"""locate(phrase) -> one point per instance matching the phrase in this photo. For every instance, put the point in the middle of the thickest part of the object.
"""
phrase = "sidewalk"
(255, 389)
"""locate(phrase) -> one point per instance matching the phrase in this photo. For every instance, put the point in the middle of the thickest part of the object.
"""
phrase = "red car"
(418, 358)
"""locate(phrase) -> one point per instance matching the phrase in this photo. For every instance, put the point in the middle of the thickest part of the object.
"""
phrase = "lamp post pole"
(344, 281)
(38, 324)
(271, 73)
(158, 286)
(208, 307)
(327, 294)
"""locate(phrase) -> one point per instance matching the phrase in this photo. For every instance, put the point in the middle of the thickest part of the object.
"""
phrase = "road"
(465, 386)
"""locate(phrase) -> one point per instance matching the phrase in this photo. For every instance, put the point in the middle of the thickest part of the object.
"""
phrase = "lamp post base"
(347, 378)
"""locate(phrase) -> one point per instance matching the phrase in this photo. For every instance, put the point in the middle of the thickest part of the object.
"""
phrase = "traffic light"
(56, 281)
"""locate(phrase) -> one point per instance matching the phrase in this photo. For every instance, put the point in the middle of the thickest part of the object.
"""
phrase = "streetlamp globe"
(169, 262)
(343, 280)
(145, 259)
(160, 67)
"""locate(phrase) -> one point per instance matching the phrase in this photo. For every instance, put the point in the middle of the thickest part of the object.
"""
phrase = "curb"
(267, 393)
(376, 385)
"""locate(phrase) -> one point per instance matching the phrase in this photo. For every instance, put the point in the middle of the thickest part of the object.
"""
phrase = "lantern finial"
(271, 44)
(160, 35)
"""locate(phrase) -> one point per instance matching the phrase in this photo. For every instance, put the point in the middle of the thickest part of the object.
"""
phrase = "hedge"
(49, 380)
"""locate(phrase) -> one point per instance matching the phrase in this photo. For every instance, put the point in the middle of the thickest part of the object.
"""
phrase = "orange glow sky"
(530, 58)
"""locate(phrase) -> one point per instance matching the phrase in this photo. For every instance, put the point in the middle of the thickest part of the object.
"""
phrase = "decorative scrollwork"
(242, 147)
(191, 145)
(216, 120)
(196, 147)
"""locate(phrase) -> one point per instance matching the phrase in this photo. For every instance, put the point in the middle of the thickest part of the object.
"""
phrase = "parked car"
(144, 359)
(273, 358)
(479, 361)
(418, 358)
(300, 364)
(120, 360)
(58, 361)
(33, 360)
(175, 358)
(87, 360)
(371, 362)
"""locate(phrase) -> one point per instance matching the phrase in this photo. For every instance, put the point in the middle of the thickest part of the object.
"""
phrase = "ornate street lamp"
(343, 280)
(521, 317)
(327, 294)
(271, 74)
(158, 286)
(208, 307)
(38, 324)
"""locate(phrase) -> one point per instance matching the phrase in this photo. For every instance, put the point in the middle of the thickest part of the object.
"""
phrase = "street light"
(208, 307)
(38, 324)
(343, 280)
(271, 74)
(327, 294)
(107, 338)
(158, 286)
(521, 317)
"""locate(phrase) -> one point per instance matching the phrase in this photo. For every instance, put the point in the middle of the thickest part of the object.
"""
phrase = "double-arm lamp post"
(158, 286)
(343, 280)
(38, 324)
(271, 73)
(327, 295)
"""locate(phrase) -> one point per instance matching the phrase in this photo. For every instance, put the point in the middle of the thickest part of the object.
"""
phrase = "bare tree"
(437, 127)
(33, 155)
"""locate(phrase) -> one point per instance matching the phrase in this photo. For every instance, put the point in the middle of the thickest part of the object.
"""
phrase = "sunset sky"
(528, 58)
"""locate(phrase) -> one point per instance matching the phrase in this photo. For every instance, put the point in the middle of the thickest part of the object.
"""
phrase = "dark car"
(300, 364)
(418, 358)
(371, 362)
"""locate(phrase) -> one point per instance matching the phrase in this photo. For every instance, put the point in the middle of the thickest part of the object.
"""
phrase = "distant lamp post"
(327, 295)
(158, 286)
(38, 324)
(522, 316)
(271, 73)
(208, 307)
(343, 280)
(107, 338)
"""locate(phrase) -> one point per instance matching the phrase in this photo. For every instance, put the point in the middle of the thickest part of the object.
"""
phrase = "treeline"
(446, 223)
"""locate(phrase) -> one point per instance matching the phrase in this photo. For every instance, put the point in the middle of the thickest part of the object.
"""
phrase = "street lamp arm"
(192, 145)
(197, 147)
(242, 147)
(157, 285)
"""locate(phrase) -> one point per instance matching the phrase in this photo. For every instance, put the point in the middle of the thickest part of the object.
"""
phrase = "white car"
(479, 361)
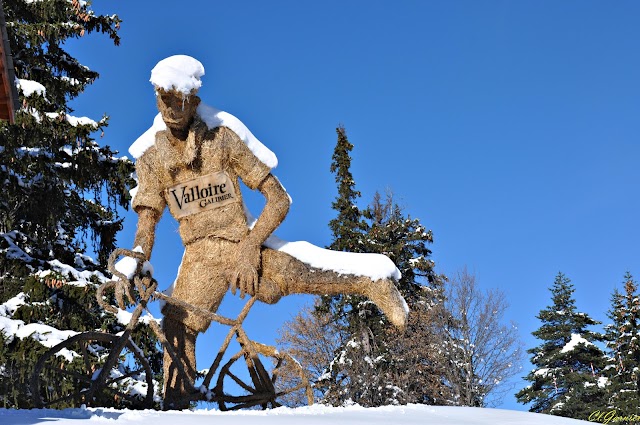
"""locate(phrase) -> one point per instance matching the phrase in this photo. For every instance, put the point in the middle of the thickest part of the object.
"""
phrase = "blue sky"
(509, 128)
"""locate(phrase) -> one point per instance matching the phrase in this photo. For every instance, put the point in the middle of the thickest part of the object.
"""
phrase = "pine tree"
(568, 375)
(370, 368)
(623, 343)
(61, 192)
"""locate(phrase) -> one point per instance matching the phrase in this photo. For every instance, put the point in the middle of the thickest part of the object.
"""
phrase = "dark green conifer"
(61, 191)
(623, 343)
(567, 379)
(371, 367)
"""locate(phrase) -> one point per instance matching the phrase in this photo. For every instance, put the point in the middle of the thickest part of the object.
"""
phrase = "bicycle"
(96, 365)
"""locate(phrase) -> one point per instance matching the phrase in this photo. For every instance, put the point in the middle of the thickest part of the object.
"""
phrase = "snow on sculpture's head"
(177, 80)
(180, 73)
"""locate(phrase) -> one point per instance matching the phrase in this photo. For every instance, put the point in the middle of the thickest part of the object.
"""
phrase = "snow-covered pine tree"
(623, 343)
(377, 365)
(568, 376)
(61, 193)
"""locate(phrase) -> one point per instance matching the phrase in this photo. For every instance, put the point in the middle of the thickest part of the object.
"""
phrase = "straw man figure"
(193, 168)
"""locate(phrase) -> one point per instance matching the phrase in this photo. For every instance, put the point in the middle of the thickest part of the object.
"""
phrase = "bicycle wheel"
(71, 374)
(257, 387)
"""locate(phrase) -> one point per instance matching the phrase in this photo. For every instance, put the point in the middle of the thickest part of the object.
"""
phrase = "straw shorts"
(201, 279)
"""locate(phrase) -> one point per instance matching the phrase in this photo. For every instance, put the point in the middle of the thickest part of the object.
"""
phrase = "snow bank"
(317, 415)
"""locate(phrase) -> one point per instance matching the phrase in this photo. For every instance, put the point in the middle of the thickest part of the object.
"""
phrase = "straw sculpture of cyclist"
(193, 169)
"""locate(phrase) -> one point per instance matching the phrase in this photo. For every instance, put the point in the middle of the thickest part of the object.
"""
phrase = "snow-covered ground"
(316, 415)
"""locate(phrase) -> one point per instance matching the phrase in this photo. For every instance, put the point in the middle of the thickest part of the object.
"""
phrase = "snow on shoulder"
(213, 118)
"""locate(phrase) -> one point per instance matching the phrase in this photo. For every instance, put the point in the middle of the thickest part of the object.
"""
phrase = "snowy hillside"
(316, 415)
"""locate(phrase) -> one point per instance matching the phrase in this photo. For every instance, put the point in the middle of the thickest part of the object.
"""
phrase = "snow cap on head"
(180, 72)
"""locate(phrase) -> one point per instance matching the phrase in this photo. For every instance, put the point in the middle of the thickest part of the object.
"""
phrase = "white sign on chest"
(200, 194)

--------------------------------

From the first line to the last, retype the data exactly, without images.

"""locate(phrase) -> one point per instance matching the phrase in this photo. For every instance, put the point in the middle of the thickest part of the object.
"""
phrase = "sidewalk"
(255, 389)
"""locate(phrase) -> one point per instance matching the phrase in this photo. For every instance, put the point in the middle of the thickest part of the object.
"""
phrase = "red car"
(418, 358)
"""locate(phrase) -> one point per instance matching the phrase in this photo. For every instance, put the point in the middle of the thickest part of the object.
"""
phrase = "lamp post pole"
(344, 281)
(38, 324)
(271, 73)
(158, 286)
(208, 307)
(327, 294)
"""locate(phrase) -> one point per instance matching the phrase in this photo. For every instance, put the point in the middle of the thickest part of the object.
"""
phrase = "road"
(465, 386)
"""locate(phrase) -> one point per instance matching the phrase in this photo. For every instance, put the point in the middle of the thickest part of the object.
"""
phrase = "lamp post base"
(347, 378)
"""locate(phrase) -> one point per instance matching the phrase in this photo. For every instance, put the point in the middle of the thickest part of the object.
"""
phrase = "traffic light"
(56, 281)
"""locate(phrase) -> one point per instance matching the phrase in this photo. For every instance, put the point in the middle of the thickest part of the object.
"""
phrase = "streetlamp globe"
(169, 262)
(343, 280)
(145, 259)
(160, 67)
"""locate(phrase) -> one point per instance matching the phrase in this photo. For every instance, put the point in the middle of the thickest part of the object.
"""
phrase = "curb"
(267, 393)
(376, 385)
"""locate(phrase) -> one point per instance matching the phrase in this photo. For every instance, put the point in the middle of the thickest part of the object.
"""
phrase = "lantern finial"
(271, 44)
(160, 35)
"""locate(phrase) -> one point per instance matching the phrase in this photo. For every instance, put the point in the middle of the thickest part of the object.
"""
phrase = "hedge"
(49, 380)
"""locate(phrase) -> one point per instance matching the phrase in this photo. For every instance, put the point in the middle of the thickest part of the object.
"""
phrase = "orange glow sky"
(530, 58)
"""locate(phrase) -> one point per instance matching the phrase in this photo. For every instance, put the point in the middle of the thickest part of the object.
"""
phrase = "decorative scrollwork"
(242, 147)
(191, 145)
(216, 120)
(196, 147)
"""locate(phrase) -> one point per instance matching the phrase in this photo. For every instance, put the point in the middle of the thickest part of the object.
"""
phrase = "parked car"
(144, 359)
(273, 358)
(479, 361)
(418, 358)
(300, 364)
(120, 360)
(58, 361)
(33, 360)
(175, 358)
(87, 360)
(371, 362)
"""locate(phrase) -> one point per instance matching the phrase in this photo. For every instance, put the point in the middle of the thickest part of the object.
"""
phrase = "ornate street lamp"
(343, 280)
(521, 317)
(327, 294)
(271, 74)
(158, 286)
(208, 307)
(38, 324)
"""locate(phrase) -> one point per instance matching the phrase in this photo. For every instance, put the point in the middle of the thickest part of the object.
"""
phrase = "street light"
(208, 307)
(38, 324)
(343, 280)
(271, 74)
(327, 294)
(107, 338)
(158, 286)
(521, 317)
"""locate(phrase) -> one point per instance matching the phrase in this photo. For every instance, put the point in the middle of the thickest part of the object.
"""
phrase = "double-arm lamp post"
(158, 286)
(343, 280)
(38, 324)
(271, 73)
(327, 295)
"""locate(phrase) -> one point per instance matching the phrase in this photo. For every instance, put the point in the middle of the thickest part of the object.
"""
phrase = "bare tree"
(437, 127)
(33, 155)
"""locate(phrase) -> one point per instance matching the phrase in this photo. For every instance, put the point in the middle of the thickest part of the object.
"""
phrase = "sunset sky"
(528, 58)
"""locate(phrase) -> one point per instance matching the phrase in this photo. For every instance, put the point in the middle of the thickest part of the object.
"""
phrase = "dark car"
(300, 364)
(418, 358)
(371, 362)
"""locate(phrase) -> one point per instance matching the phrase in this photo. For every instance, put the point in the middle of the thickest part of the object.
"""
phrase = "distant lamp post"
(327, 295)
(158, 286)
(38, 324)
(522, 316)
(271, 73)
(208, 307)
(343, 280)
(107, 338)
"""locate(phrase) -> one point per instance matching the phrase in this photo. For every instance, put the point in the middle of the thickest part of the object.
"""
phrase = "treeline"
(446, 223)
"""locate(phrase) -> one point per instance matching the phrase in this photo. For every instance, put the point in the middle of the thickest part of the object.
"""
phrase = "street lamp arm"
(192, 145)
(197, 147)
(242, 147)
(157, 285)
"""locate(phrase) -> one point per instance matching the phrase in this photo. For every instance, put the point in the middle of the thickest part of the object.
"""
phrase = "white car"
(479, 361)
"""locate(phrase) -> one point per instance matching the phrase in this photo. For every instance, put the point in the middle of the thickest part of the object.
"""
phrase = "blue sky"
(509, 128)
"""locate(phrase) -> one point per instance matching the phrase in this photo. For every instance, put the point in the middle of the thickest part of the object.
"""
phrase = "pine tree"
(568, 375)
(370, 368)
(623, 343)
(61, 192)
"""locate(phrase) -> one point per instance matching the phrase in this photo. For every instance, put the point in the middle of the thickest part of the object.
"""
phrase = "dark green conifer"
(61, 191)
(623, 343)
(567, 379)
(371, 367)
"""locate(phrase) -> one point per instance matching the phrase in this photo. For every instance, put the point in the middle of the thickest part of the object.
"""
phrase = "bicycle"
(96, 365)
"""locate(phrase) -> one point per instance matching the phrase in this photo. For every instance, put the point in the middle of the thickest part of the object.
"""
phrase = "snow on sculpture's head"
(177, 80)
(180, 73)
"""locate(phrase) -> one point per instance matching the phrase in this photo. For every instance, put the point in the middle of the thickest part of the object.
"""
phrase = "snow-covered pine tree"
(623, 343)
(377, 365)
(568, 376)
(61, 193)
"""locate(phrase) -> one point per instance matching the phrase in this photo. For every instance, put the point in the middle of the thickest part of the object.
"""
phrase = "straw man figure"
(193, 168)
"""locate(phrase) -> one point per instance matching the phrase in this photo. For every instance, put the point in the middle of the thickest part of the object.
"""
phrase = "bicycle wheel"
(71, 374)
(257, 387)
"""locate(phrase) -> one point per instance matching the phrase in this photo. For every instance, put the point in the middle of the thickest part of the object.
"""
phrase = "straw shorts"
(201, 279)
"""locate(phrase) -> one point per instance matching the phrase in this photo. For every instance, put the point in the middle of the thickest part of the object.
"""
phrase = "snow bank"
(317, 415)
"""locate(phrase) -> one point per instance matching the phrase in this photo. For every instance, put the point in the middle of the thickest part of the object.
"""
phrase = "straw sculpture of cyclist"
(193, 169)
"""locate(phrase) -> one point per instance matching the phrase in this photo. For every instance, put the point in the middle of the thickest part of the object.
"""
phrase = "snow-covered ground"
(316, 415)
"""locate(phrase) -> one point per instance matching the phrase in this photo. For every instance, put the point in the middle of the thickest part of the object.
"""
phrase = "snow on shoulder"
(213, 118)
"""locate(phrase) -> one point per instance matching the phrase in this photo. For every instance, put the point in the middle of the thickest part of the object.
"""
phrase = "snowy hillside"
(316, 415)
"""locate(phrase) -> one point per instance matching the phrase in this photo. For every instance, put the point in the middle of the thickest part of the object.
"""
phrase = "snow cap on head"
(180, 72)
"""locate(phrase) -> one point per instance matching the phrase in this photo. For every instance, put the point in the middle of the thickest part of the object.
"""
phrase = "white sign on chest"
(200, 194)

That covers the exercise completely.